====== INPUT RECORDS ======

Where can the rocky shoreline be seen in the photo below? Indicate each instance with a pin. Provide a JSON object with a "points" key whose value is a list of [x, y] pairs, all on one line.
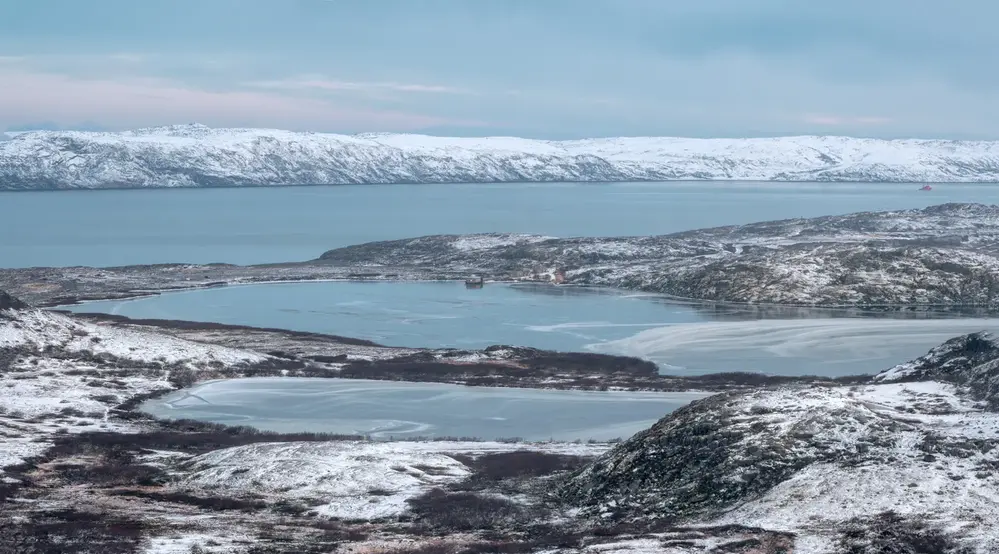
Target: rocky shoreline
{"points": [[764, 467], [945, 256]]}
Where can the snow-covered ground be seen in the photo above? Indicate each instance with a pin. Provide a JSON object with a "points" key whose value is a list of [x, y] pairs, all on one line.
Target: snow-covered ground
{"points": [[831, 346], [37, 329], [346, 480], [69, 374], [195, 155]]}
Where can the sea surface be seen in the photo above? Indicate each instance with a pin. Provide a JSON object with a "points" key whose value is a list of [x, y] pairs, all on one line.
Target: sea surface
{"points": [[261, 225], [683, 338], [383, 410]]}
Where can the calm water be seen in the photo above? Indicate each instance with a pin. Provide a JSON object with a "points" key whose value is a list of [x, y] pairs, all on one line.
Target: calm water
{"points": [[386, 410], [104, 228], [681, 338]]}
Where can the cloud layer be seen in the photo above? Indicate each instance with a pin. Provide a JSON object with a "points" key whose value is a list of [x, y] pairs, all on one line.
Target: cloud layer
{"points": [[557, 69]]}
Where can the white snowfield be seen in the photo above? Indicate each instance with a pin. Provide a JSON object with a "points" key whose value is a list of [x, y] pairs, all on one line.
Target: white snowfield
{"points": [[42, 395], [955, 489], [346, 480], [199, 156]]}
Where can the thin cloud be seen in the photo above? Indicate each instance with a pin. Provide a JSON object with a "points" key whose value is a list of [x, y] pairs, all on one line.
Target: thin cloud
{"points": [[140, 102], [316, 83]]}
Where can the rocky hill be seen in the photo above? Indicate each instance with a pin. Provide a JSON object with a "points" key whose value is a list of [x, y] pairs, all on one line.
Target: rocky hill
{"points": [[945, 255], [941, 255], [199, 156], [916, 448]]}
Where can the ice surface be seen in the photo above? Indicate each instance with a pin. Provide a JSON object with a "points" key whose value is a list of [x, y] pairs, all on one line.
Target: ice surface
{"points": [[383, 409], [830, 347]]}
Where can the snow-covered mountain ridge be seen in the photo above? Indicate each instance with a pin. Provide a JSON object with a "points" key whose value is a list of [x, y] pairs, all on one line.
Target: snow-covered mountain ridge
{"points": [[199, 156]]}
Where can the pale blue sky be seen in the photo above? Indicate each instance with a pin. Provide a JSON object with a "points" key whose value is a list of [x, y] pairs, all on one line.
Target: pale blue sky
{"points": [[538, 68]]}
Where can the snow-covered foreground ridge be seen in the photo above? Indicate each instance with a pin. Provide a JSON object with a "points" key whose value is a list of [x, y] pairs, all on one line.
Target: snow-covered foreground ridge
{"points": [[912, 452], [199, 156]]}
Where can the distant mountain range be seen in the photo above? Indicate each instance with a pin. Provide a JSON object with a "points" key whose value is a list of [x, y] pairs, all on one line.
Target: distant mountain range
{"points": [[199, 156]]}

======

=== WHAT IS BEING ASKED ===
Write out the lines from the one holding "Where can the distant" through the end of the items, inclusive, switching "pin" to "marker" and leaving everything else the same.

=== EXPECTED ANSWER ===
Where can the distant mountain range be seen in the photo above? Indicate each instance with a marker. Provide a JSON object with a "points" key whose value is a list of [x, y] pairs, all on one line.
Target: distant mountain range
{"points": [[199, 156]]}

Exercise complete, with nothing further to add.